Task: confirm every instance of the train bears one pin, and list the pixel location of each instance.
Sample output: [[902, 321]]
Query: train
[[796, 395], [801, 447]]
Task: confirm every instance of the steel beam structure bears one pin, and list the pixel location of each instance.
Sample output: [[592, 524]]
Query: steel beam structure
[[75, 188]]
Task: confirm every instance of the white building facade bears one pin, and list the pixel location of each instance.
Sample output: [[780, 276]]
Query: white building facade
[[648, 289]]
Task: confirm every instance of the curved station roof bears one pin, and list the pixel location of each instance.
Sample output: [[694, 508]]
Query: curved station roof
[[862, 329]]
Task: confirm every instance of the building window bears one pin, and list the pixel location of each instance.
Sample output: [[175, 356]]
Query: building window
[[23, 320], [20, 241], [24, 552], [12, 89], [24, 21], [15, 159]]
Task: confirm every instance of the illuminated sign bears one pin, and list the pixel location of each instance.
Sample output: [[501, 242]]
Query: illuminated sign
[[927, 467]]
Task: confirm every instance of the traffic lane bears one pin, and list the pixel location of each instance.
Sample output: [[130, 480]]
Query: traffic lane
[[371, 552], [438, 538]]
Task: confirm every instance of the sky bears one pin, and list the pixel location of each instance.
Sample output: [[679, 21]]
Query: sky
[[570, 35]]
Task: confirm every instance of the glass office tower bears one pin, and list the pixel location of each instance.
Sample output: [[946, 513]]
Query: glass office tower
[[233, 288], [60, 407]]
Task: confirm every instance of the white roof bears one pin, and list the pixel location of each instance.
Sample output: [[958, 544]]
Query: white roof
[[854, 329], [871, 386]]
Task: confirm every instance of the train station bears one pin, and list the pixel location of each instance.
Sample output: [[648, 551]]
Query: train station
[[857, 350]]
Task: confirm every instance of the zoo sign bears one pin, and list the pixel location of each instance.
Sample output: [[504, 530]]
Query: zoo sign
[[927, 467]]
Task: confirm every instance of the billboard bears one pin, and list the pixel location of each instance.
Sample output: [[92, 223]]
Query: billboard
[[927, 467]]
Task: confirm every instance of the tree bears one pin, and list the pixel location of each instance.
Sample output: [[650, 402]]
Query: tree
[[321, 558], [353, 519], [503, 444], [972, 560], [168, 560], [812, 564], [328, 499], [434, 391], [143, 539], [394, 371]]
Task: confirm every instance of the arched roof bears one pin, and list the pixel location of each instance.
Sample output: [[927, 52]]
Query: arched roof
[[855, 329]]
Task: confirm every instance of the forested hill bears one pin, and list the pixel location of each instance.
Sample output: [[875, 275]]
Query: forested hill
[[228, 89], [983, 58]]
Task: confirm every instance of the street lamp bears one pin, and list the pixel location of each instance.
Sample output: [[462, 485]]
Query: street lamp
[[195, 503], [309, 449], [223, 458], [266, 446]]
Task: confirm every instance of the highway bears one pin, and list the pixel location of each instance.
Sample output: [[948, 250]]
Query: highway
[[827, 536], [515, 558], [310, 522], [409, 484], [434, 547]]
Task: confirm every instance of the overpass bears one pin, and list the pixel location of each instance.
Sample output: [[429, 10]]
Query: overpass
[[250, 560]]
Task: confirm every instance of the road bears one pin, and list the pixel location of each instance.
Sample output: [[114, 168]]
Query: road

**REQUIREMENTS:**
Swap "pixel location" for "image position" in the part that opens with the line containing "Task: confirm every instance of the arched" and closes with the last of the lines above. Return only that part, with everything else unchanged.

**PROBLEM SOLUTION:**
Task: confirm every instance of the arched roof bears one pin, and list the image position of each instance.
Sample output: [[927, 52]]
Query: arched roof
[[855, 329]]
Task: confirm every instance of the forested hill bears one pin, and list the image position of each instance.
Sample output: [[875, 275]]
Query: forested hill
[[228, 89], [983, 58]]
Task: confirm every instance of the street lamp bears one pin, and list the image position of each instance.
Sample output: [[462, 485]]
Query: street lamp
[[195, 503], [309, 449], [223, 458], [266, 446]]
Task: confirm every instance of the highway bears one pin, and list the image position of each instance.
Sample output: [[948, 250]]
Query: highway
[[827, 536], [515, 558], [310, 522], [409, 484], [434, 547]]
Task: confirm every instance of the overpass bears one pin, and list the image position of each instance.
Sample output: [[429, 10]]
Query: overpass
[[250, 560]]
Task: confirm every instance of the road bears one pin, and list the image position of each instance.
Sample output: [[114, 168]]
Query: road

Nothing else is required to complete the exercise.